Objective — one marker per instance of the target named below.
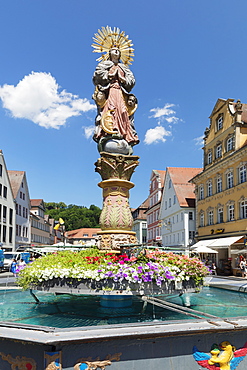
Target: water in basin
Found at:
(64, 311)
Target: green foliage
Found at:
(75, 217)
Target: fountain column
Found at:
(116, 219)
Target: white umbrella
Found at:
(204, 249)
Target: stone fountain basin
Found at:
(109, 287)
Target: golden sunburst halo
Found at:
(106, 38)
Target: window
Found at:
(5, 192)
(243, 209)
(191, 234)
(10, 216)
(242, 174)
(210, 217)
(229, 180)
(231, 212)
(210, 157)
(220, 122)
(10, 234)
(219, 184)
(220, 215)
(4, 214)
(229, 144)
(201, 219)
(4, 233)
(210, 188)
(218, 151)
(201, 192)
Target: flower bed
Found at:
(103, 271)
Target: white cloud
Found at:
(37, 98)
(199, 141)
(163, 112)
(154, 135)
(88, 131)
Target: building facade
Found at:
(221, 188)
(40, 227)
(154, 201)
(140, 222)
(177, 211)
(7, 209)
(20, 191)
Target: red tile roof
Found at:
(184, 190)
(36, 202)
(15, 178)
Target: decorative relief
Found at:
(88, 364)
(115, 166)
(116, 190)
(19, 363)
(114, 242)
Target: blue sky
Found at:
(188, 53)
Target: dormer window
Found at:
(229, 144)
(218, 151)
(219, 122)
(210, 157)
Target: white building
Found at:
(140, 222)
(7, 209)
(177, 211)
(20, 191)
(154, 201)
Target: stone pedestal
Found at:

========

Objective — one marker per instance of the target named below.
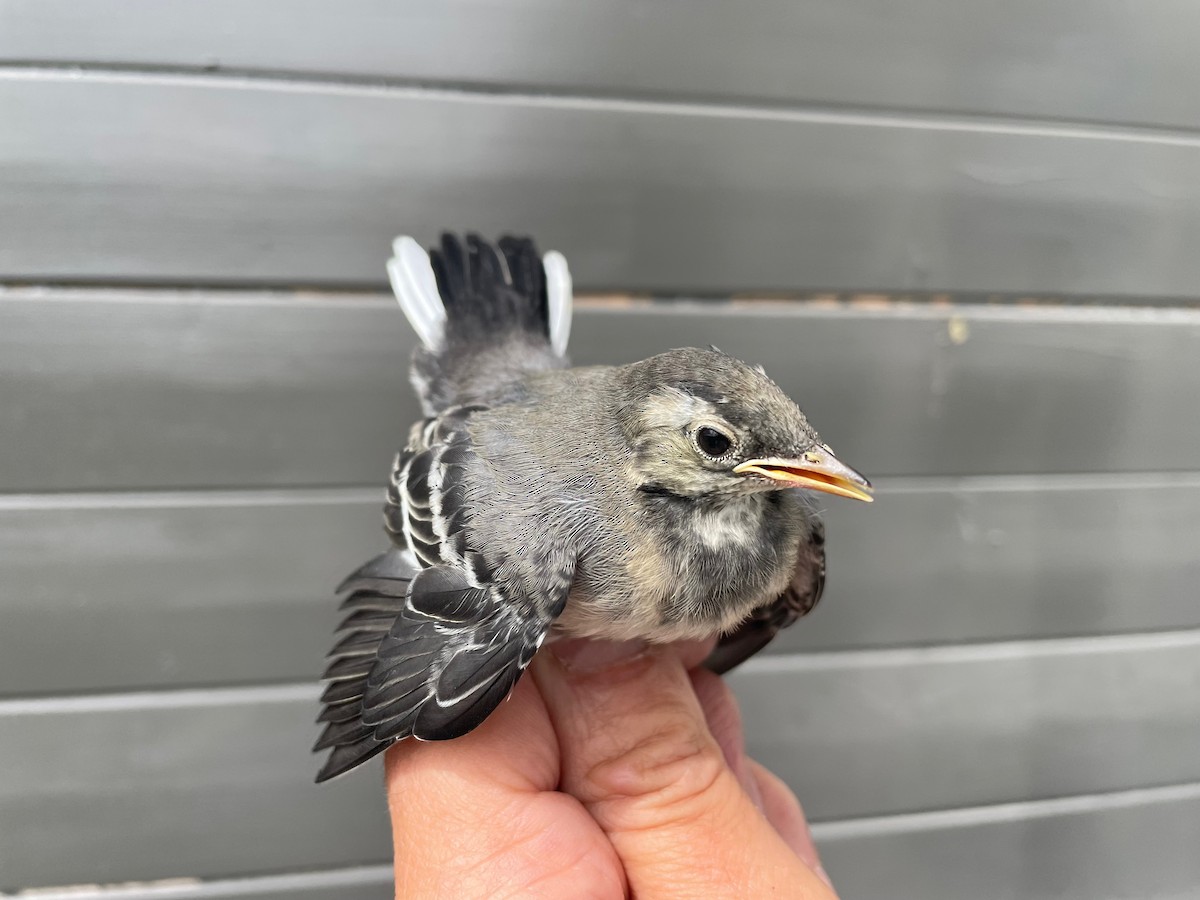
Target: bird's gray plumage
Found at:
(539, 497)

========

Tally lines in the listing above that include the word "building"; respond with that number only.

RESPONSE AREA: 2